=== Begin Enclosure ===
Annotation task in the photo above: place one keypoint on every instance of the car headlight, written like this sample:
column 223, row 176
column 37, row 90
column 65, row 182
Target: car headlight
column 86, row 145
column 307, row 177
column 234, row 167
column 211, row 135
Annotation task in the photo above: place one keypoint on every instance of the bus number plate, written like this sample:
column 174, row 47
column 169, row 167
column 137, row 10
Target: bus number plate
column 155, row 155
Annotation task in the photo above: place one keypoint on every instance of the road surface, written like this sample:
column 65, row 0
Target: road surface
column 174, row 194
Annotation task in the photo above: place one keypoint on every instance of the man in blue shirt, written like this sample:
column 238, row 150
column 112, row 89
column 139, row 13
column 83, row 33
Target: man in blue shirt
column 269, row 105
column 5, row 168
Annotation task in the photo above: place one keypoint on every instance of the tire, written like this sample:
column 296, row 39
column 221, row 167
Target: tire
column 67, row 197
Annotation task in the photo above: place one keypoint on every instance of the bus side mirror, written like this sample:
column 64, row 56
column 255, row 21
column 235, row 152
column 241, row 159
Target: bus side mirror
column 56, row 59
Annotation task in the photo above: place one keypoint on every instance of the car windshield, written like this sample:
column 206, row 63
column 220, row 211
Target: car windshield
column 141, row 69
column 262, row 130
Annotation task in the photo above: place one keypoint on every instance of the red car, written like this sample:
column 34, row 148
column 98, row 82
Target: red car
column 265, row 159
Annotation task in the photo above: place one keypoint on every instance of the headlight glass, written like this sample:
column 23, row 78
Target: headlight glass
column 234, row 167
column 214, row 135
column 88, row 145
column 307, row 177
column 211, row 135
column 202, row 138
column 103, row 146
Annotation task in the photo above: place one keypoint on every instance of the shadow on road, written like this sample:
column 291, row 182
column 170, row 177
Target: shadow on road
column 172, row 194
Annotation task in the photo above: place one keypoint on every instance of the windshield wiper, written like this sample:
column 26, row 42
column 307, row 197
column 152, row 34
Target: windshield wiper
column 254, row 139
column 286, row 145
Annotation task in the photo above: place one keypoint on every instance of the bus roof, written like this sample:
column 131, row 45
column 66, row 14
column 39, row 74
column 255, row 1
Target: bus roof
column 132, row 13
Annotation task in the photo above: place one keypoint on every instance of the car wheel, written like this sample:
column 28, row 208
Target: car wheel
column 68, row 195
=== End Enclosure ===
Take the material above and reproduce it word for word.

Annotation task in the photo above: place one keypoint on every instance of the car headlight, written like this sample:
column 223, row 176
column 37, row 90
column 65, row 182
Target: car headlight
column 86, row 145
column 307, row 177
column 234, row 167
column 211, row 135
Annotation task in the photo above: place one keypoint on every instance of the bus number plate, written like this sample:
column 174, row 47
column 169, row 167
column 137, row 10
Target: bus number plate
column 155, row 155
Annotation task in the photo above: place one keypoint on every instance of the road surface, written like this sample:
column 65, row 0
Target: road surface
column 174, row 194
Annotation task in the photo above: place one keypoint on every instance of the man in blue shirt, written like this sample:
column 238, row 150
column 112, row 89
column 139, row 13
column 83, row 33
Target: man in blue shirt
column 269, row 105
column 5, row 168
Annotation task in the photo above: place one keypoint on every instance of the tire, written like this sample:
column 296, row 39
column 221, row 167
Target: tire
column 67, row 197
Annotation task in the photo above: place one keypoint on every instance of the bus side mirror, written like this sample:
column 64, row 56
column 255, row 21
column 235, row 152
column 241, row 159
Target: bus side mirror
column 56, row 59
Annotation task in the photo above: place one keypoint on every instance of the car windshield, written like this sample:
column 206, row 63
column 220, row 211
Target: car windshield
column 141, row 69
column 262, row 130
Annotation task in the photo above: place one keypoint on every instance of the red car, written like this sample:
column 34, row 148
column 98, row 82
Target: red car
column 265, row 159
Annotation task in the photo above: place one keypoint on every instance of the headlight glass, written like this sample:
column 23, row 78
Target: headlight glass
column 234, row 167
column 214, row 135
column 88, row 145
column 307, row 177
column 211, row 135
column 202, row 138
column 103, row 146
Annotation task in the photo above: place one keypoint on every instance of the shadow on road, written like this sample:
column 291, row 182
column 170, row 177
Target: shadow on road
column 172, row 194
Annotation task in the photo above: place one keypoint on every instance of the windshield wiper, written like this sample:
column 26, row 42
column 307, row 197
column 152, row 34
Target: windshield wiper
column 254, row 139
column 286, row 145
Annotation task in the photo above: place one keypoint on every instance of the bus roof, written like this sample:
column 131, row 45
column 66, row 14
column 39, row 74
column 255, row 1
Target: bus roof
column 132, row 13
Annotation task in the photo above: place one keypoint on every instance of the car wheel, written like this sample:
column 28, row 208
Target: car wheel
column 68, row 195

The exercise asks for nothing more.